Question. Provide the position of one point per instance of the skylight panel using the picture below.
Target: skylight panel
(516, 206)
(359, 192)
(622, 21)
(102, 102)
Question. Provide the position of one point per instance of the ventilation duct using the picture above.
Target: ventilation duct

What this task involves. Copy out the material again, swapping "skylight panel" for "roof window" everywhere it appears and changing nothing else.

In response.
Question. Provide the position of one point per instance of the roof window using the picture below.
Target: roof window
(516, 206)
(359, 192)
(622, 21)
(102, 102)
Question. Provide the position of one point per instance of the ventilation duct using the picture above.
Target: ventilation duct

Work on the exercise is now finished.